Exercise
Your task is to output all the records below, word for word.

Material for this task
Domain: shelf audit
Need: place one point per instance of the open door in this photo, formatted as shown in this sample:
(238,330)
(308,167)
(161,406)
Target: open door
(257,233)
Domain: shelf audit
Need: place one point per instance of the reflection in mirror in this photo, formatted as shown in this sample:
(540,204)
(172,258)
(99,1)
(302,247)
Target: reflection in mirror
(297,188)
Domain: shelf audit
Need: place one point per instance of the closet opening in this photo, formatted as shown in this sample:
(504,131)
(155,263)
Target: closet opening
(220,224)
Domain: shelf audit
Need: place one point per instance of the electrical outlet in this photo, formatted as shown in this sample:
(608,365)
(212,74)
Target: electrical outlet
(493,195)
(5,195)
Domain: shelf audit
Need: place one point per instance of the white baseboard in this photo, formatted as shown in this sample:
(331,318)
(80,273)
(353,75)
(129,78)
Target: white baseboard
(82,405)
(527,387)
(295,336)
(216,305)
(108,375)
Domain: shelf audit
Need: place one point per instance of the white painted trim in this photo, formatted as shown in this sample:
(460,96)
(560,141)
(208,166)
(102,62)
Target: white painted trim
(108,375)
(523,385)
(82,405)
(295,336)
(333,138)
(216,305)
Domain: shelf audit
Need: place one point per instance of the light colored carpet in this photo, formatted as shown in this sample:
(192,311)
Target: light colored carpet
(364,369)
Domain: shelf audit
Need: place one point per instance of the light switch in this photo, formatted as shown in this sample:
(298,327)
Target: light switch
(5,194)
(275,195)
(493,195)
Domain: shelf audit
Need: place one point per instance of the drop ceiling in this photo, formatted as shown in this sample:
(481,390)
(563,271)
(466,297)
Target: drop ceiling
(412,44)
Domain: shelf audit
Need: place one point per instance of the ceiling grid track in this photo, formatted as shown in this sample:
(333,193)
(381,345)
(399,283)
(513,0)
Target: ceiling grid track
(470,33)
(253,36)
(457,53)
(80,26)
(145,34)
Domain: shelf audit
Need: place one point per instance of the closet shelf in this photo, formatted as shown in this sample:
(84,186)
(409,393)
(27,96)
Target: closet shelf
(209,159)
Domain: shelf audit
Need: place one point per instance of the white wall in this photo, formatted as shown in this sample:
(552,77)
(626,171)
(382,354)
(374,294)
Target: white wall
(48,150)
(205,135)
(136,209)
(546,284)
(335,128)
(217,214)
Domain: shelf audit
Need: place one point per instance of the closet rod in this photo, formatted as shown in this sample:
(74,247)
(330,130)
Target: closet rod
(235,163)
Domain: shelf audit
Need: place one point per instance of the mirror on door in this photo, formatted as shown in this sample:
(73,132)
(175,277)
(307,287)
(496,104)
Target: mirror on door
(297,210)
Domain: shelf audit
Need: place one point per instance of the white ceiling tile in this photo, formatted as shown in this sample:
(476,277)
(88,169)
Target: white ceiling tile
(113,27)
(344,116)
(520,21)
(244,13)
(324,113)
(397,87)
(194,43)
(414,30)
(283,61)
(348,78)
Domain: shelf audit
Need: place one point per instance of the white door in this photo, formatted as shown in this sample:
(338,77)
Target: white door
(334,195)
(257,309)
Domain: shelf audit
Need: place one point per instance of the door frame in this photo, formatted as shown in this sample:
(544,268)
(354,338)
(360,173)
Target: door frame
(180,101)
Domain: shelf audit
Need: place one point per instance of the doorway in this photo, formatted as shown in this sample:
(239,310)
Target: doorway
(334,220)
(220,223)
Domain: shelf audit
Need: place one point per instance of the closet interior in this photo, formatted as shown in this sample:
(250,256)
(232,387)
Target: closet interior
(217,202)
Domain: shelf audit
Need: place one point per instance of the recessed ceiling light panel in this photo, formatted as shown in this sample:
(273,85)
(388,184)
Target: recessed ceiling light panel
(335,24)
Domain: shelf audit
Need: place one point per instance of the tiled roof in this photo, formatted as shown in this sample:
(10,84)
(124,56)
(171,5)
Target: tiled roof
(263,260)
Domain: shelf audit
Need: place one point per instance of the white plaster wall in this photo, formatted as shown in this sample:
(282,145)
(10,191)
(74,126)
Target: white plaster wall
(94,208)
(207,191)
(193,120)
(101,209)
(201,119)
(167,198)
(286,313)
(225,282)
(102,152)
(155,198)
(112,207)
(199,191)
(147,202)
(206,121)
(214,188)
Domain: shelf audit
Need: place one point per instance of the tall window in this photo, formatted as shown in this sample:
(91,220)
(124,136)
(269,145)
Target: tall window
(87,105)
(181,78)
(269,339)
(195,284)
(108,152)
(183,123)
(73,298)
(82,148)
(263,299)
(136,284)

Correct response
Domain: shelf audit
Need: place one point per instance of the open door in this photo, formatted as shown in this sample:
(238,330)
(308,167)
(161,406)
Target: open door
(257,233)
Domain: shelf audit
Need: place one point per instance of the reflection in mirror in this photo, formatted as shown in this sample:
(540,204)
(172,258)
(99,1)
(302,247)
Target: reflection in mirror
(297,188)
Domain: shelf audit
Need: place one point per instance of the closet opening in this photo, formatted as shown in this sample:
(504,131)
(155,263)
Target: closet opening
(220,224)
Domain: shelf audit
Need: place one point per instance of the electrical outlet in this photo, formatted as shown in this sample:
(608,365)
(212,74)
Target: electrical outlet
(493,195)
(5,195)
Domain: shelf audit
Need: place one point per instance of the white baseboard in this photo, formatted as shown in this sample:
(331,318)
(80,273)
(353,75)
(129,78)
Target: white baseboard
(82,405)
(527,387)
(295,336)
(216,305)
(108,375)
Domain: shelf audit
Need: place one point per instance of the white painted trim in this photo, formatted as shown in this sample:
(460,96)
(560,141)
(208,166)
(102,62)
Target: white painted trim
(108,375)
(523,385)
(82,405)
(295,336)
(333,138)
(216,305)
Domain: shelf audit
Need: place one point per instance of the light colored carpet in this photo, formatted as shown in this sample:
(192,311)
Target: light colored carpet
(364,369)
Domain: shelf audit
Need: place one point per instance of the light switch in this photo, formatted as shown in this sample:
(298,327)
Target: light switch
(5,194)
(275,195)
(493,195)
Domain: shelf audit
Need: place one point per instance of the drop ceiling in this photo, formatted as shown in this sample:
(481,390)
(563,271)
(466,297)
Target: drop ceiling
(412,44)
Domain: shelf audit
Need: place one point per instance of the ceiling grid track in this photo, formatted as shown in this sample:
(333,193)
(381,345)
(399,283)
(513,0)
Target: ceiling grid track
(470,33)
(253,36)
(457,53)
(80,26)
(145,34)
Domain: shelf audit
Need: place one point per instance of the closet shelf in this photo, formatted as shown in this sample:
(84,186)
(409,393)
(27,96)
Target: closet shelf
(209,159)
Domain: shelf audit
Need: place one point per instance of the white wall in this photo, formatted as shown in this sample:
(552,77)
(626,171)
(382,354)
(374,294)
Target: white wall
(48,150)
(205,135)
(136,209)
(546,284)
(335,128)
(217,214)
Domain: shelf audit
Need: place one point per instance of the closet rod in this photo, formatted as shown in this sample:
(74,247)
(330,130)
Target: closet rod
(235,163)
Domain: shelf audit
Need: place one point per instance of the mirror on door in this photo, formatted as shown in this sample:
(73,132)
(175,277)
(307,287)
(496,104)
Target: mirror on door
(297,210)
Domain: shelf audit
Need: place one point per instance of the white ceiling tile in this photo, formatted as shown in this sample:
(476,277)
(88,169)
Target: white ceiling tile
(113,27)
(344,116)
(520,21)
(244,13)
(324,113)
(397,87)
(194,43)
(414,30)
(283,61)
(348,78)
Domain: shelf audit
Need: place one point per instance of the white door in this photo, formatted as shown in this sample:
(338,77)
Target: white door
(334,195)
(257,309)
Domain: shelf audit
Need: place one point per instance of the door frame in this photo, formatted as shown in this sample:
(544,268)
(354,338)
(360,173)
Target: door frame
(180,101)
Domain: shelf audit
Need: place one point per instance of the doorway in this photo, formatted as shown in this sample:
(239,310)
Target: doorway
(334,220)
(220,223)
Domain: shelf audit
Need: place one point per instance of the closet interior in this photo, formatted as shown in this sample:
(250,256)
(232,387)
Target: closet interior
(217,202)
Domain: shelf audit
Need: place one point per instance of the recessed ceiling light panel in this photo, formatted as shown in this sample:
(273,85)
(388,184)
Target: recessed ceiling light panel
(335,24)
Domain: shelf audit
Need: place one point per instance of the tiled roof in this photo, formatted as shown in this sample:
(10,84)
(124,56)
(171,5)
Target: tiled roof
(263,260)
Domain: shelf audit
Need: place one point per instance of the white plaster wall in this photo, formatted as shown in this sample:
(282,145)
(10,191)
(74,126)
Target: white plaster wall
(94,208)
(207,191)
(193,120)
(101,209)
(201,119)
(167,198)
(286,313)
(225,282)
(102,152)
(155,198)
(112,207)
(199,191)
(147,202)
(206,121)
(214,188)
Domain: shelf audit
Need: place one point per instance of the tall window in this photo, formatted as shown in this sample:
(91,220)
(124,136)
(269,145)
Target: tall window
(87,105)
(181,78)
(269,339)
(195,284)
(108,152)
(183,123)
(73,298)
(82,148)
(263,299)
(136,284)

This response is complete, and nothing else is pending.